* Exercise brief: According to the speech on the freedom to write, what was Toni Morrison's master's thesis at Cornell about?

* Exercise text:
You know, something Bob has said has always stuck with me. “True authority and true leadership,” he maintains, “come from knowing who you are and not pretending to be anything else.” For Bob, humility isn’t a statement of weakness—it’s a precondition for growth. Of course, T’Challa, the hero of a certain film Disney produced under Bob’s tenure, was also an expert in confident humility. I’d say it worked pretty well for both of them.

Now a few words about PEN’s resonant motto, “the freedom to write”—because for so many Black authors, that freedom was hard-fought. As James Baldwin once noted and I quote, “For the horrors of the American Negro’s life there has been almost no language.” Recall, first, that it was illegal for an enslaved person in this country even to learn how to read and how to write. And then centuries of slavery were followed by another century of lynching, Jim Crow segregation, disenfranchisement. Does the English language fail us, Baldwin seems to be asking, in the face of the horror of racist terror? No, he decides—we must embrace it, we must occupy it, we must refashion it in our own images, speak it in our own voices, use it to redress the terror.

And what of the freedom to learn? Who has the right to study, the right to teach, to broach fraught subjects at a time when the temptation to police culture has never been higher? Today, partisans in various states are passing laws that regulate what teachers can say, aiming to exclude critical race theory, The 1619 Project, even trying to ban words, ladies and gentlemen—words—words like “multiculturalism,” words like “equity,” words like “whiteness.” But we must not exempt ourselves from scrutiny, and when well-meaning people treat an identity as something to be fenced off from those of another identity, we sell short the human imagination.

One reason this award is special to me is that it is presented by two people quite dear to my heart: one my former professor, the other my former student, whose own senior essay on Toni Morrison, written at Yale in 1985, was so brilliantly insightful. Together, they represent ideals of education that I hold sacred. The idea that you have to look like the subject to master the subject was a prejudice that our forebears—women seeking to write about men, Black people seeking to write about white writers—were forced to challenge. Toni Morrison’s master thesis at Cornell was a study of Virginia Woolf and William Faulkner, completed in 1955, the same year that Rosa Parks refused to move from the white section of that public bus. Any teacher, any student, any reader, any writer, sufficiently motivated and committed, must be able to engage with the subjects of their choice, freely and without prequalification. That is not only the essence of learning, ladies and gentlemen—that is the essence of being human.

The great Wole Soyinka helped me grasp that when I came to study with him at the University of Cambridge almost five decades ago. Despite the fact that I wasn’t African, let alone Yoruba, Wole welcomed me into his mythical, metaphysical world. And what exhilaration I felt, exploring these new worlds, recalling a passage from the Book of Jeremiah, “Call unto me, and I will answer thee, and show thee great and mighty things, which thou knowest not!” Or as W. E. B. Du Bois wrote, yearningly, “I summon Aristotle and Aurelius and what soul I will, and they come all graciously with no scorn nor condescension. So, wed with Truth, I dwell above the veil.” Du Bois never let anyone tell him to stay in his lane. When Du Bois needed to, he paved his own lane.

What I owe to my teachers—and to my students—is a shared sense of wonder and awe in the face of encountering humanity across space and time, a bridge we magically cross in works created by people who don’t look like us, and who in so many cases, would be astonished that we even know their work and know their names. Social identities, ladies and gentlemen, are not protected but betrayed when we turn them into silos with sentries. The freedom to write can only thrive if we protect the freedom to read and the freedom to learn. And perhaps the first thing to learn is that we could all do with much more humility and much more humanity. Thank you very much.

* Photo-based referring expression data:
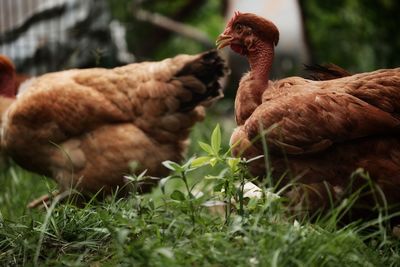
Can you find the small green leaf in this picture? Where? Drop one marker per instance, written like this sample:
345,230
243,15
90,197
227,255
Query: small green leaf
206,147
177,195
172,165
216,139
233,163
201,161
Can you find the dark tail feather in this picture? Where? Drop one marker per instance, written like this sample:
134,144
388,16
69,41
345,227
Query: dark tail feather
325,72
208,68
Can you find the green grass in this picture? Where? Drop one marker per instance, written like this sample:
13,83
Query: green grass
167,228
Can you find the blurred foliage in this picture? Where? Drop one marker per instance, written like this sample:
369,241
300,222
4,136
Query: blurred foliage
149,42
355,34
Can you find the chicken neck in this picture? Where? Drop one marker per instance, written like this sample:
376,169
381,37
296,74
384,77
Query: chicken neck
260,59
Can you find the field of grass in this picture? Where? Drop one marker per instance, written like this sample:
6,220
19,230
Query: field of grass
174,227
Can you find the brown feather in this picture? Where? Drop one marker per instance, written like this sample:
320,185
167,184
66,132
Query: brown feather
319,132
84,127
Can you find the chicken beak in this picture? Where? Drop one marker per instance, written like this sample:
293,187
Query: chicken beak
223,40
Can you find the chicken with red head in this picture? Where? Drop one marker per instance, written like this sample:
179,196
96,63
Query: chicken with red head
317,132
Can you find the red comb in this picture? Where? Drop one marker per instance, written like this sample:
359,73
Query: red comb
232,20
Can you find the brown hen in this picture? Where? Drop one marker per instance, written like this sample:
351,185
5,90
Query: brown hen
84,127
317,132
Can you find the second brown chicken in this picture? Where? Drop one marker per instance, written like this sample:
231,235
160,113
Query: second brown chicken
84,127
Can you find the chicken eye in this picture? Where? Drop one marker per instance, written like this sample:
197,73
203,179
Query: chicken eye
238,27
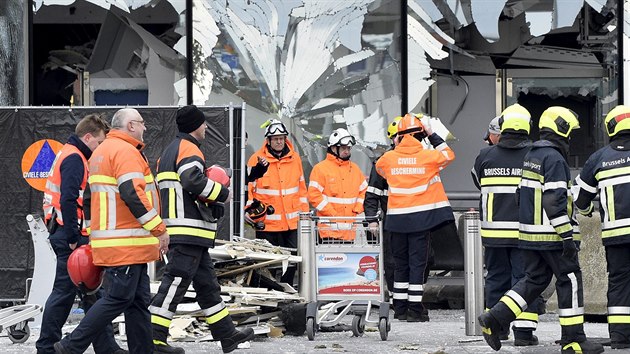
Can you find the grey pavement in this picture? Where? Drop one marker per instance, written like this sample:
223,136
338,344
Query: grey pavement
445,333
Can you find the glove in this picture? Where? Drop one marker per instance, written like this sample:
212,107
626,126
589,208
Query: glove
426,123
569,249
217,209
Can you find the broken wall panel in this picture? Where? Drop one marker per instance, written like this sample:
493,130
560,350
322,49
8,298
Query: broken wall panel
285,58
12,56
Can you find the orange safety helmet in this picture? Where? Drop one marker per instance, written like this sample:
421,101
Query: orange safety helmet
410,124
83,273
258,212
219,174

* Result of this task: It was a study of Virginia Woolf and William Faulkner, completed in 1955.